Source excerpt:
- - - - -
Conventional Approaches To Strategic Management
The aim of this essay is to critically analyse and evaluate the application, validity, limitations and uncertainties of the conventional approaches of strategic management in this rapidly changing business context. It briefly outlines strategic management as it is traditionally taught, studied and practised and how organisations determine what strategies are apt within various business environments. In keeping with the goal, the essay disputes the validity and applicability of the traditional approach in today’s deconstructing situation where the opportunities and challenges make any kind of logical strategic planning fail. Through the arguments stated in this paper, a combination and a right mix of prescriptive and emergent approaches is essential and needs to be incorporated in the strategic management process for continuity. Thus conventional approaches with its pros and cons, still prevail in today’s economic business context.
In any business venture, strategy is a vital factor for the efficient functioning, growth, development, continuity and success of a firm. It aims to achieve a set goal and embarks a direction for the future. Organisations require collaboration, cautious planning and the mindful implementation of planning. To maximise the effectiveness of strategies and to ensure the smooth functioning and success of the business, they have to be managed skilfully. So what is strategy? What role does strategic management play in this global economic world? The word “strategy” has been implicitly used in various ways even if it has been conventionally defined in only one. It is widely accepted that there is no single or universal definition of strategy, however the various descriptions of strategy allows people to manoeuvre and manipulate through this difficult pitch. Mintzberg(1994) defines strategy in 5 different ways.
Plan – A consciously intended course of action to ensure objectives are achieved.
Ploy – Basically a subset of plan and is a trick intended to outsmart or overcome an opponent or a competitor.
Pattern – Series of action which involves consistent behaviour over time which may or may not be intended.
Position – Locating the organisation within a environment.
Perspective – It is conceptual as well as cultural and is concerned with how an organisation itself sees and perceives the business environment.
The above 5 P’s may be applicable in vastly different areas and can also be interrelated.
Johnson & Scholes (2008) defines strategy as “the direction and scope of an enterprise over the long term; which achieves advantage for the firm through arrangement of resources within a demanding environment, to meet the needs of the markets and accomplish the expectations of the stakeholders”.
The process of strategic management includes analysis of the internal and external environment, formation of strategy, implementation of strategy, and evaluation of strategy. The theory of strategic management is analysed within an integrated model of context, content and process. There are two approaches for organisational change: The Prescriptive Approach which works best in a stable environment and Emergent Approaches which is used in an unpredictable fashion. These approaches are the widely known strategic models and must be examined thoroughly within the context of the fast paced, highly competitive and increasingly dynamic business environment.
- - - - -
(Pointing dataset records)

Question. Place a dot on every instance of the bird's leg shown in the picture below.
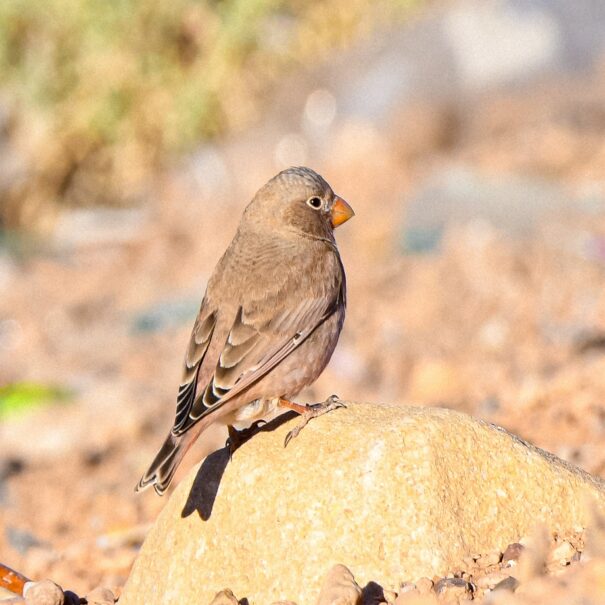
(237, 438)
(308, 412)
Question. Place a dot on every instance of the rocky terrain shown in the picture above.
(475, 263)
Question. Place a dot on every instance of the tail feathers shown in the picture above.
(164, 465)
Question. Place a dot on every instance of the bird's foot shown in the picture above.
(313, 411)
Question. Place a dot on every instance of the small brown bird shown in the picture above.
(269, 321)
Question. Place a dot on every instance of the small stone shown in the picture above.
(492, 558)
(43, 593)
(491, 580)
(424, 585)
(451, 589)
(224, 597)
(413, 597)
(339, 588)
(71, 598)
(509, 583)
(100, 596)
(512, 554)
(563, 553)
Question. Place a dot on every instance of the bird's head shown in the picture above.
(300, 200)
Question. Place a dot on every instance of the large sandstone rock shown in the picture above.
(392, 492)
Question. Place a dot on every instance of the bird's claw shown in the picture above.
(313, 411)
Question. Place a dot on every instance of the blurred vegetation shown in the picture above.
(95, 96)
(23, 396)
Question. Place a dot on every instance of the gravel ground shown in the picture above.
(497, 310)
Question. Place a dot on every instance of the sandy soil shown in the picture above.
(507, 324)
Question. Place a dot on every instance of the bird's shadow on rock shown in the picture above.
(208, 479)
(372, 594)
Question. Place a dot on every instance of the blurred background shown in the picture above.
(469, 136)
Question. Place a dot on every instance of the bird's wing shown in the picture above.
(253, 347)
(199, 342)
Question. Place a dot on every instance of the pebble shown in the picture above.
(563, 553)
(224, 597)
(100, 596)
(491, 580)
(424, 585)
(339, 587)
(451, 589)
(413, 597)
(512, 553)
(509, 583)
(492, 558)
(43, 593)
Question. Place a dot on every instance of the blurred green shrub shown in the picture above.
(23, 396)
(101, 93)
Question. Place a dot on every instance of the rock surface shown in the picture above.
(393, 492)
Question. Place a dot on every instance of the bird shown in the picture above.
(269, 320)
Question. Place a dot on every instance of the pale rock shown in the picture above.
(224, 597)
(562, 553)
(100, 596)
(413, 597)
(339, 588)
(424, 585)
(45, 592)
(375, 486)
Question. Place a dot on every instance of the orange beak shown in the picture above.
(341, 212)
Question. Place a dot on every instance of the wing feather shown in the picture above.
(262, 352)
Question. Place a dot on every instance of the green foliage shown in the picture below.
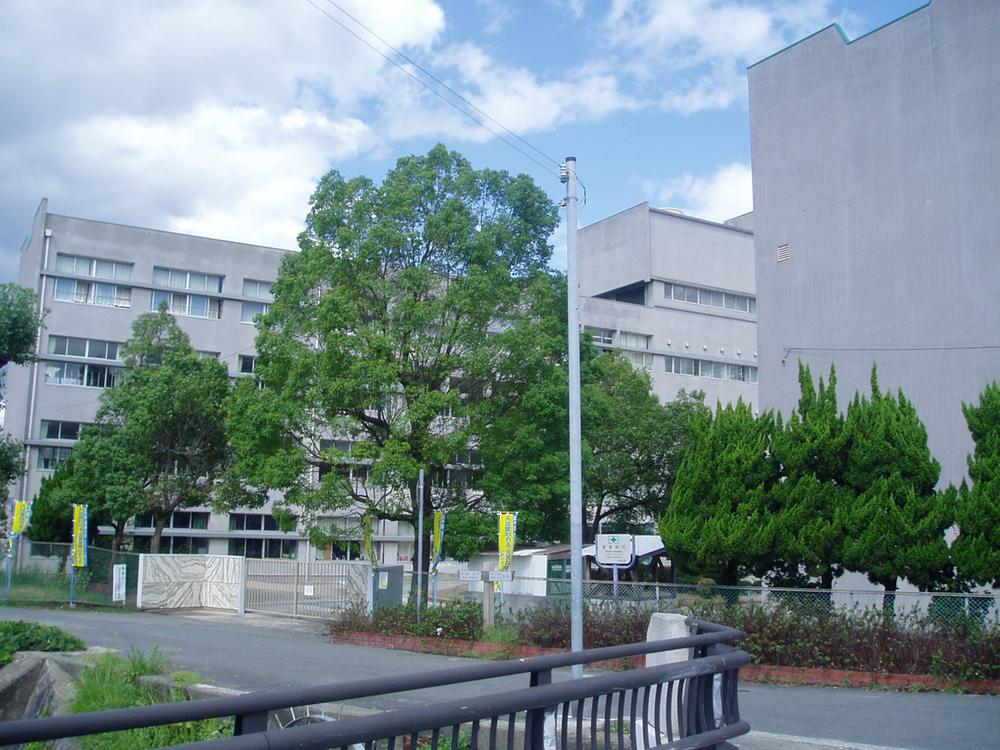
- - - - -
Challenge: Return everything from "Ploy – Basically" down to "the business environment." in the strategic management essay above, word for word.

Complete answer:
Ploy – Basically a subset of plan and is a trick intended to outsmart or overcome an opponent or a competitor.
Pattern – Series of action which involves consistent behaviour over time which may or may not be intended.
Position – Locating the organisation within a environment.
Perspective – It is conceptual as well as cultural and is concerned with how an organisation itself sees and perceives the business environment.